::: TEXTE RETENU :::

Si tu ne meurs pas de ton vivant, tu mourras en mourant.
Il avait les moyens de me faire parler, ça a marché à merveille. Sans cette volonté de fer qui est la sienne, je serais encore à tergiverser devant la flotte. Plongera? Plongera pas? Il a décidé pour moi et je lui en sait gré.
Bien sûr, je parle ici au sens figuré. La mare aux canards était en moi. C’est au cœur de mon inconscient qu’il m’a fait plonger. Je m’y suis noyé, j’ai vu mon engramme de base, les souvenirs me sont revenus en cascade intarissable, la guérison a suivi son chemin.
Il est des circonstances où la sensiblerie peut s’avérer mortelle. Alors seule l’implacabilité permet de traverser la mauvaise passe en évitant les embûches.
À proprement parler, il n’y a pas de dieu ni de morale pour les sorciers, mais un pouvoir aveugle, inépuisable, universel, qui est l’Énergie, et un principe impersonnel réactif, l’Intention. Avec son intention propre, le guerrier attire l’Intention impersonnelle, qui fait pleuvoir sur lui des flots d’Énergie.
L’intention attire l’énergie comme un paratonnerre attire la foudre. Quand il reçoit l’énergie cosmique, le guerrier est relié : il est uni avec le Tout. Alors il accumule coups de pot et synchronicités. Chacun de nous peut apprendre à attirer la chance. Le seul moyen, c’est l’impeccabilité. Pas la sainteté.
Implacabilité, impeccabilité se ressemblent. Le guerrier impeccable ne prend pas de gants avec lui-même. Il ne supplie pas une entité quelconque de lui accorder ceci ou cela, il l’exige. Aucune entité ne lui accorde ce qu’il demande. Son inconscient se plie à son exigence et lui laisse le passage.

::: DONNÉES FOURNIES :::

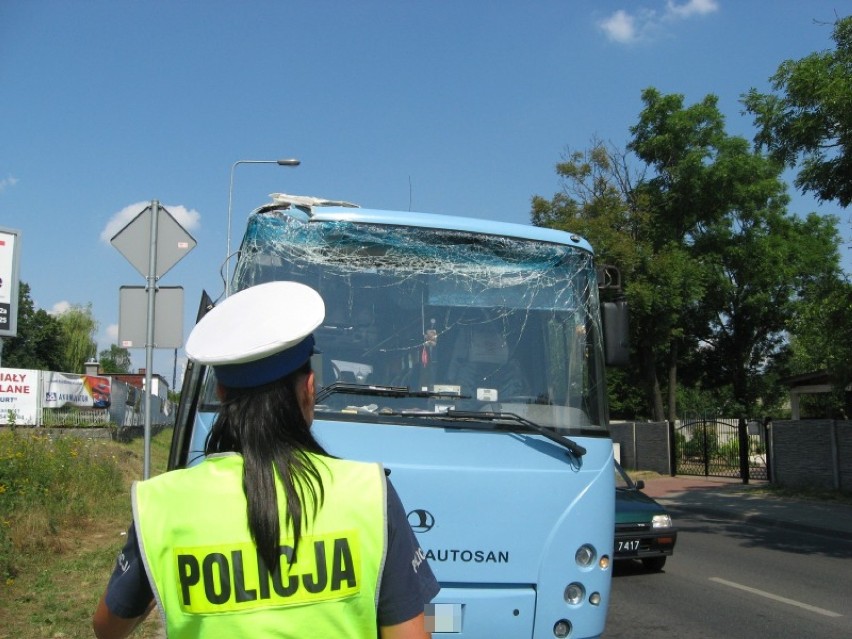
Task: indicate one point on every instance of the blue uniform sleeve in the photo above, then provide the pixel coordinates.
(128, 592)
(407, 580)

:::

## TRAVAIL DEMANDÉ:
1 > D'après le texte sur le guerrier et l'Intention, quel est le seul moyen d'apprendre à attirer la chance ?
2 > Donnez la suite du texte sur le guerrier et l'Intention, à partir de sa dernière phrase.

## RÉSULTATS PAR TÂCHE:
1 > L'impeccabilité, et non la sainteté.

2 >
Descendre au fond de soi-même est la première tâche que doit accomplir le guerrier de lumière. La première fois est ardue, c’est pourquoi Flornoy m’a fait plonger de force.
J’ai failli m’éveiller. Ça m’aurait fait enjamber Tempérance, j’en avais trop besoin. J’ai donc regagné mon corps physique en pleine catharsis de l’arcane XIII.
Une fois complet, j’ai pu, à mon tour, faire passer l’arcane XIII à de nombreux candidats à la complétude. Aujourd’hui je ne pratique plus ce rituel devenu superflu. Les nouvelles générations réussissent ce nettoyage émotionnel sans aide extérieure. Une grande chance.
Et le gage de réussite au cours des épreuves suivantes. Comme l’arcane XVI Maison Dieu, étape de l’éveil. C’est ici que le bât blesse à présent. Pour franchir cette étape décisive, l’énergie semble manquer aux guerriers. Je reçois en stage initiatique de nombreuses personnes des deux sexes autour de la quarantaine. Ils sont déjà éveillés, mais n’assument pas leur statut. Ils s’attardent dans l’adolescence. Ils ont encore un pied dans l’insouciance et cultivent leur irresponsabilité.
J’ai passé vingt ans à faire le passant. Porte ouverte sur le chemin montant. Je suis toujours passant du Devoir. Il mérite ce D majuscule, ce devoir d’aider les guerriers à s’ouvrir en deux. Quand cette ouverture a lieu, le double astral qui les a guidé chaque nuit s’incarne en eux. Sa voix est là, toujours présente, à leur suggérer la piste à suivre.
Alors ? Ce chemin qui a du cœur, où se cache-t-il ? Finalement, je n’en sais trop rien. Est-ce une coquetterie de langage ? Don Juan Matus veut-il atténuer un peu l’image rébarbative que donne l’impeccabilité, et surtout l’implacabilité ? Ces notions sont des actes, elles n’admettent pas de marge d’erreur.
Un sorcier implacable ne fait pas de cadeau. Il sait ce qu’il veut même s’il ignore ce qu’il cherche. Son but est sa vie. L’atteindre est un absolu. Toutes ses actions sont centrées sur son but, même s’il sait qu’elles n’ont aucune influence sur le résultat, il agit comme si sa vie ou sa mort en dépendaient.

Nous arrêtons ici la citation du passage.